**TEXTE FOURNI:**
|---|

Il est à noter également que les juridictions anglosaxones, si reconnaissent également la notion d’universalité du titre de médecin, pénalisent les médecins si ces derniers agissent en dehors de leurs compétences professionnelles et sont en état d’ébriété ou sous l’influence de médicaments voire de stupéfiants. Telle est la position, par exemple, de la jurisprudence australienne et américaine. La finalité encore une fois est d’éviter d’aggraver la situation de la personne en danger, mais aussi d’agir avec diligence et compétence. À l’opposé, les professionnels de santé français doivent, eux, quelque soit leurs compétences professionnelles, porter assistance ou à défaut appeler les secours compétents si il est avéré que les compétences et/ou moyens du professionnel de santé sur place sont manifestement limités face au péril. Ce qui est sanctionné est avant tout l’inactivité volontaire.

Ces différences culturelles et jurisprudentielles ne doivent pas être négligées d’un point de vue international. Car, dans un monde où les expatriations, la liberté de circulation des personnes et des services, et les voyages priment, il sera de plus en plus fréquent de rencontrer des situations de conflits de juridiction et culturel ( ex : une personne française est en situation de danger dans un pays reconnaissant uniquement le principe de “Good Samaritan”. Ou inversemment, un anglosaxon ignorant l’article 223-6 du Code pénal, séjournant temporairement en France ).

Parallèlement, il est important de s’intéresser au phénomène de non assistance d’un médecin à l’égard d’un autre professionnel de santé et qui a des répercussions néfastes sur le malade.

|---|

**DONNÉES FOURNIES:**
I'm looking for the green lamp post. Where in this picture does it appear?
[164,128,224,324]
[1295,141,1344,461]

|---|

**VOS TÂCHES:**
(a) Recopiez le passage du texte fourni qui commence par les mots « Ces différences culturelles » et s'achève sur « en France ). », en y remplaçant « expatriations » par « migrations ».
(b) D'après le texte fourni, qu'est-ce qui est sanctionné avant tout chez les professionnels de santé français ?
La liste ne sert à rien pour ce travail.

**RÉPONSES PAR NUMÉRO:**
(a)
Ces différences culturelles et jurisprudentielles ne doivent pas être négligées d’un point de vue international. Car, dans un monde où les migrations, la liberté de circulation des personnes et des services, et les voyages priment, il sera de plus en plus fréquent de rencontrer des situations de conflits de juridiction et culturel ( ex : une personne française est en situation de danger dans un pays reconnaissant uniquement le principe de “Good Samaritan”. Ou inversemment, un anglosaxon ignorant l’article 223-6 du Code pénal, séjournant temporairement en France ).

(b) L'inactivité volontaire.